EXERCISE DESCRIPTION | Please gather every line of the listing below that contains the word "pickup" and copy each of those lines out in full.

-- begin LISTING --

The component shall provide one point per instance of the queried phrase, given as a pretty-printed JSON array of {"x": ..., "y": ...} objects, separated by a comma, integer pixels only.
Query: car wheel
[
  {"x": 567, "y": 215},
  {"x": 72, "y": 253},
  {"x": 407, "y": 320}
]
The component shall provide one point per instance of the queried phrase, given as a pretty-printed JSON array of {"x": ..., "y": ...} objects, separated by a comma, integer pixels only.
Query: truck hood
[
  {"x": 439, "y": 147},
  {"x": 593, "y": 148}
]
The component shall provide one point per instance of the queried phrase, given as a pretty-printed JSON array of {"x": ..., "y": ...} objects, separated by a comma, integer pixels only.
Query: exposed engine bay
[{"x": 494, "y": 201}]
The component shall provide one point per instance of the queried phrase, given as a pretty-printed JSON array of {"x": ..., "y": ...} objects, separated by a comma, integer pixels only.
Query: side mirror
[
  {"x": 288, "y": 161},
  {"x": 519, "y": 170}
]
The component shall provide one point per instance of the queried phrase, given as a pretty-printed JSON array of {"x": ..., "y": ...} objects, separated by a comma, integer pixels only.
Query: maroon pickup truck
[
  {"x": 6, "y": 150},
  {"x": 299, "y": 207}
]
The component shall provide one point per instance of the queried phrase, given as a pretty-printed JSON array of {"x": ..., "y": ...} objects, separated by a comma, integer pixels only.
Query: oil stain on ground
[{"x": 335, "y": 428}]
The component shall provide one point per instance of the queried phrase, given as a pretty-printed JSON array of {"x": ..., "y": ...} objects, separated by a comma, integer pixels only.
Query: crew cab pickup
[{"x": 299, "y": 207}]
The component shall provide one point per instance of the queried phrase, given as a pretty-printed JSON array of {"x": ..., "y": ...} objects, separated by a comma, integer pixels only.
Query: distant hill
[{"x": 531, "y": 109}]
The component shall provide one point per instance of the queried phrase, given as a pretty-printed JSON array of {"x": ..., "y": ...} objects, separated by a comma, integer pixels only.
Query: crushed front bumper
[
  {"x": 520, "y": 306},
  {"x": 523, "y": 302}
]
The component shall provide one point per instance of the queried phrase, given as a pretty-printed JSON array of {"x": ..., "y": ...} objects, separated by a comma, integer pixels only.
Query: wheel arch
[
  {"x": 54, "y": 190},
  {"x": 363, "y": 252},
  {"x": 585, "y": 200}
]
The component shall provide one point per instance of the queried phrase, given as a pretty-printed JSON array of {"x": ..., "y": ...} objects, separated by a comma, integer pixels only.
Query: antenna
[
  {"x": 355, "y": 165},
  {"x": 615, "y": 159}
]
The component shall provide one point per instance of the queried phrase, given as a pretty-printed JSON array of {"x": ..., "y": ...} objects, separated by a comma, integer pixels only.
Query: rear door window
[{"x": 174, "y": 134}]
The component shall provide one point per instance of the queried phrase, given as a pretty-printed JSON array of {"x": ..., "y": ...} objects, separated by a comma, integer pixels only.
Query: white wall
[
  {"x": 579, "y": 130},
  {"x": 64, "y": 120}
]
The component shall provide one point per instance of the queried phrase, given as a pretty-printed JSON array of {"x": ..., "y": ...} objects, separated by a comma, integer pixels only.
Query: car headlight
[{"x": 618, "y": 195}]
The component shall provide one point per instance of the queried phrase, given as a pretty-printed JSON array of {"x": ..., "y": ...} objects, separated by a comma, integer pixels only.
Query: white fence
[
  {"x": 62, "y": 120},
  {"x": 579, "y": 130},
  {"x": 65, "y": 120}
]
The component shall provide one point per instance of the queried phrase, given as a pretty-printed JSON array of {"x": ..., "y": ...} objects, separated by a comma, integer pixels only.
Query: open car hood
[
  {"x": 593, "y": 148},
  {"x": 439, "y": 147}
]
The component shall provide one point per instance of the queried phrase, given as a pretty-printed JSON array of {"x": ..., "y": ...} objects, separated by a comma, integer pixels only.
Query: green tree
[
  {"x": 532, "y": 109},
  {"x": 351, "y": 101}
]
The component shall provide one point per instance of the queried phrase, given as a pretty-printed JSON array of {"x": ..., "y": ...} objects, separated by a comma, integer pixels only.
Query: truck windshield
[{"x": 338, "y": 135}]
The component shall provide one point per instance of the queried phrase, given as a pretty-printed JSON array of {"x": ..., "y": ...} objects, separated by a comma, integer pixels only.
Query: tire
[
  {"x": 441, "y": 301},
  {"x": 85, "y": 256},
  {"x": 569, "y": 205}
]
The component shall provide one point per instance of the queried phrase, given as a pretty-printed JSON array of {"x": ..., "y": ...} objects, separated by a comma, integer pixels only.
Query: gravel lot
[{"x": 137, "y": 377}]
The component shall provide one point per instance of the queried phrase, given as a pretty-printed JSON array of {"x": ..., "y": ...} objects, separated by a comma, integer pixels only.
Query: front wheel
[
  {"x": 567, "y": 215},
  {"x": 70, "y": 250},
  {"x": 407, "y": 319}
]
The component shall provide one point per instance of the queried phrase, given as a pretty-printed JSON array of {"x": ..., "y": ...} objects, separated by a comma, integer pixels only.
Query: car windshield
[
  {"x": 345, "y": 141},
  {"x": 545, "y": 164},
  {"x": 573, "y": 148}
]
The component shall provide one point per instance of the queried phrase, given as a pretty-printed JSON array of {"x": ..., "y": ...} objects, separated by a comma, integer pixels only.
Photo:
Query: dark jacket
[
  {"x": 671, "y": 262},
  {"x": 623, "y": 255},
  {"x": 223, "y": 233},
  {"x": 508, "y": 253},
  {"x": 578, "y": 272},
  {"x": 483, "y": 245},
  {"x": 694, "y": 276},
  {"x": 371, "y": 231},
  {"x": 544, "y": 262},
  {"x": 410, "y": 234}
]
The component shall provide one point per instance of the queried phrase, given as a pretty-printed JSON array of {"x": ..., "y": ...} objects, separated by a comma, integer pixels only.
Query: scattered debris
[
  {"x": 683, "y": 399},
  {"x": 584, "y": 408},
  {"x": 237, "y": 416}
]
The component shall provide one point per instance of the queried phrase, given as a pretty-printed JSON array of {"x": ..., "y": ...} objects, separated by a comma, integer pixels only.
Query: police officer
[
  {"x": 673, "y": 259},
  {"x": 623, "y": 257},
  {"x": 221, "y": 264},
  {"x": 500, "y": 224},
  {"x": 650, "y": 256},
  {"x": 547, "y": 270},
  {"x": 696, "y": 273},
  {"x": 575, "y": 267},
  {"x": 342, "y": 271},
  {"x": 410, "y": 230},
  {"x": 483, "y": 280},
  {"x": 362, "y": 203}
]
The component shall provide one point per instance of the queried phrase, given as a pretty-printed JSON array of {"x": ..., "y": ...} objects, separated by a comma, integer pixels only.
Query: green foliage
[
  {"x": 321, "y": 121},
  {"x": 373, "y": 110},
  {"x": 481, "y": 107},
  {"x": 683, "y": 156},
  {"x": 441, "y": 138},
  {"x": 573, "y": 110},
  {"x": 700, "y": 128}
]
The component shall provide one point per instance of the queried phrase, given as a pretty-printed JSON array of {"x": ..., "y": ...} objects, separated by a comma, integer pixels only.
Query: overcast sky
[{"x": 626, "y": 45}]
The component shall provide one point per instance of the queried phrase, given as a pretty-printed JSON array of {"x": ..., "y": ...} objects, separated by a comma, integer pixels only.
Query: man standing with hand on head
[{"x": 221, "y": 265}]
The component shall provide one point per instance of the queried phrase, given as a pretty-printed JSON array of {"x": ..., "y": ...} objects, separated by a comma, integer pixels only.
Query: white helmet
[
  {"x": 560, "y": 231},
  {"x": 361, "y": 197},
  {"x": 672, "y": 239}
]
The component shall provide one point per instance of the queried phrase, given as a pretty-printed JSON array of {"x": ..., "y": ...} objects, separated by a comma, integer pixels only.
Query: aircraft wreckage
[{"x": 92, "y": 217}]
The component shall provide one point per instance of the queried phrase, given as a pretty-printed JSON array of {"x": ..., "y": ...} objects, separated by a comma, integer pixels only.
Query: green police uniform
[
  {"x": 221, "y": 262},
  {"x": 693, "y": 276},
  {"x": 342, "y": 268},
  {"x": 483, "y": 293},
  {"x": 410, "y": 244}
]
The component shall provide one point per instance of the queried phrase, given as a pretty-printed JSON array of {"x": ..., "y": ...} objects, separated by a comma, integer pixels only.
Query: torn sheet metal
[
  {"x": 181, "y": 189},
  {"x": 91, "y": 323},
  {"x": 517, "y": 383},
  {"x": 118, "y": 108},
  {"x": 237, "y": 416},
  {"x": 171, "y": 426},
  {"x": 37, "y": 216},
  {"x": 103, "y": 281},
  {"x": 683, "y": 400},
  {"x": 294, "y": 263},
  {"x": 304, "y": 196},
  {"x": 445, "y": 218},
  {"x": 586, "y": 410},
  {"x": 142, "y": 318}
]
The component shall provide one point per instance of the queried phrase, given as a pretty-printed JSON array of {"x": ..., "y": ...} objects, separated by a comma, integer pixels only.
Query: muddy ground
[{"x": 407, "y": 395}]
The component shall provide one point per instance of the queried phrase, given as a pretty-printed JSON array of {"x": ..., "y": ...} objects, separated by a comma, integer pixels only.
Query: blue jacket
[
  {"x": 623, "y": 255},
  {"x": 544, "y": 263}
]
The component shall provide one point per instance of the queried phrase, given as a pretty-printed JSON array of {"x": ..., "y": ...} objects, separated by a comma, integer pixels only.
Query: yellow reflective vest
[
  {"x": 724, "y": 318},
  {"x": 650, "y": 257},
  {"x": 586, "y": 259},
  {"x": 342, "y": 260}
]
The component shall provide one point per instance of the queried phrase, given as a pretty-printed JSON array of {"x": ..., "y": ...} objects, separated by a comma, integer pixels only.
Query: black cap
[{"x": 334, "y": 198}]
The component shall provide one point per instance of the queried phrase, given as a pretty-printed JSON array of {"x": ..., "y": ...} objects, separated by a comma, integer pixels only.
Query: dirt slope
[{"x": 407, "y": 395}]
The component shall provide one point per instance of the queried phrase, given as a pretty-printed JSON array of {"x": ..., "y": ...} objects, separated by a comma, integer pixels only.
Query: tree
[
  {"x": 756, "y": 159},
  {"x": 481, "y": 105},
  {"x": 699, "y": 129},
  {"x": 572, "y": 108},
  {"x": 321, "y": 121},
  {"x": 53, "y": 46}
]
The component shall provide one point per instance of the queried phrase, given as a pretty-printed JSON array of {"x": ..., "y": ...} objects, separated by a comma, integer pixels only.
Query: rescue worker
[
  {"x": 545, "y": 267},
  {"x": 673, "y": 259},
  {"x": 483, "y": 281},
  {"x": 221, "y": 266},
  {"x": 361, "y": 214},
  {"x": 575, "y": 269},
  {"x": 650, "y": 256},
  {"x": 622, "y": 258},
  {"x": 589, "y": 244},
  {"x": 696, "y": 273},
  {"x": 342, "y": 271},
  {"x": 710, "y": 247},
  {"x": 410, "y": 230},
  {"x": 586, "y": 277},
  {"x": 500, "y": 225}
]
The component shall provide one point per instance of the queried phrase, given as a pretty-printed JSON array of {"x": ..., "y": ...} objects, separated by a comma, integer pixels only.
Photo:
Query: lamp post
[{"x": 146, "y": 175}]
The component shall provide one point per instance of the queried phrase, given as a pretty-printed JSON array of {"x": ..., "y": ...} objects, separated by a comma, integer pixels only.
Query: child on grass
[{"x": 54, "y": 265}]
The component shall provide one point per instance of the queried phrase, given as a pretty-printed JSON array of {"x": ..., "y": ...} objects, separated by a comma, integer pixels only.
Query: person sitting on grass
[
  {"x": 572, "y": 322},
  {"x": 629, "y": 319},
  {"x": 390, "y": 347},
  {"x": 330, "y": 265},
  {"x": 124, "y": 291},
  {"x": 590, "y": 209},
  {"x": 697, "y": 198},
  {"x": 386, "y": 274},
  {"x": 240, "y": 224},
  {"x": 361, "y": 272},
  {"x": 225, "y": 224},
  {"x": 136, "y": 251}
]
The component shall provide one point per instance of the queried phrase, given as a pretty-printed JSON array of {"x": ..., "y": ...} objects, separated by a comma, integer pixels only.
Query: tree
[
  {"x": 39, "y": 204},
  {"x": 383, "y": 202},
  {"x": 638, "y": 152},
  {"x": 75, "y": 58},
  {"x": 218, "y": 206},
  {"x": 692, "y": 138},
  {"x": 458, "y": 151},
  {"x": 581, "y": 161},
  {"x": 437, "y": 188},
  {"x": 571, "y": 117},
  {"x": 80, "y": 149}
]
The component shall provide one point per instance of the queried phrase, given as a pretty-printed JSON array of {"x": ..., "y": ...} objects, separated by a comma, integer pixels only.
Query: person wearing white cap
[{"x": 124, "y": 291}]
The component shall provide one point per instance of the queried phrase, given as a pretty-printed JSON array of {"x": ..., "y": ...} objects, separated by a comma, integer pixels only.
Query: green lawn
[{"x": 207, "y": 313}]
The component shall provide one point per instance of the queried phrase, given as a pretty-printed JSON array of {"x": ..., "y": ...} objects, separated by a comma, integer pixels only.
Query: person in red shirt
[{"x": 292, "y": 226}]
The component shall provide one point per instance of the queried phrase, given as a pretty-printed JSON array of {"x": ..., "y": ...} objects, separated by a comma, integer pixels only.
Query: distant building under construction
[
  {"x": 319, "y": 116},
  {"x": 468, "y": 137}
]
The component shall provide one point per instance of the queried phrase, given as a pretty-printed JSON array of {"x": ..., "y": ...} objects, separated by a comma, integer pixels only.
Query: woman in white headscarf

-- end LISTING --

OUTPUT OF THE EXERCISE |
Query: maroon pickup truck
Query: crew cab pickup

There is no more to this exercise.